-- Task details --
Reproduce the following data verbatim, keeping every line in its original order and form.
* * * *
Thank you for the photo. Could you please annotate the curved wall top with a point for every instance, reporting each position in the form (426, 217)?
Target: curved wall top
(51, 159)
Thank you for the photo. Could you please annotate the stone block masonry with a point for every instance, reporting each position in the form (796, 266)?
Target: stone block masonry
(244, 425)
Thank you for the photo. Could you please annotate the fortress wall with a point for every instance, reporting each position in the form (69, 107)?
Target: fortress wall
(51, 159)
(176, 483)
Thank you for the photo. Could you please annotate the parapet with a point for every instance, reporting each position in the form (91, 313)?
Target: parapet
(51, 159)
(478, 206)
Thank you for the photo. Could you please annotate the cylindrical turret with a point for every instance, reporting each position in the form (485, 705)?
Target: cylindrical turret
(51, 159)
* * * *
-- Complete output --
Thank you for the photo. Could you please annotate the curved wall top with a point for every instance, reporting each position in the form (426, 217)?
Target: curved wall top
(51, 159)
Thank you for the photo. Could you please annotate the stone block masonry with a point for every instance, reporting each position in the form (796, 266)?
Target: stone block masonry
(244, 425)
Thank you for the photo. Could you please annotate the fortress wall with a point for every instance, reporting each position in the form (69, 107)?
Target: fortress wall
(51, 159)
(176, 483)
Thank you for the photo. Could you please annotate the parapet with a point for every instance, reporting each position in the form (91, 313)?
Target: parapet
(51, 159)
(478, 206)
Thank you for the photo. Could you please annotate the cylindrical turret with a point for every instance, reporting each position in the form (485, 705)?
Target: cylindrical turret
(51, 159)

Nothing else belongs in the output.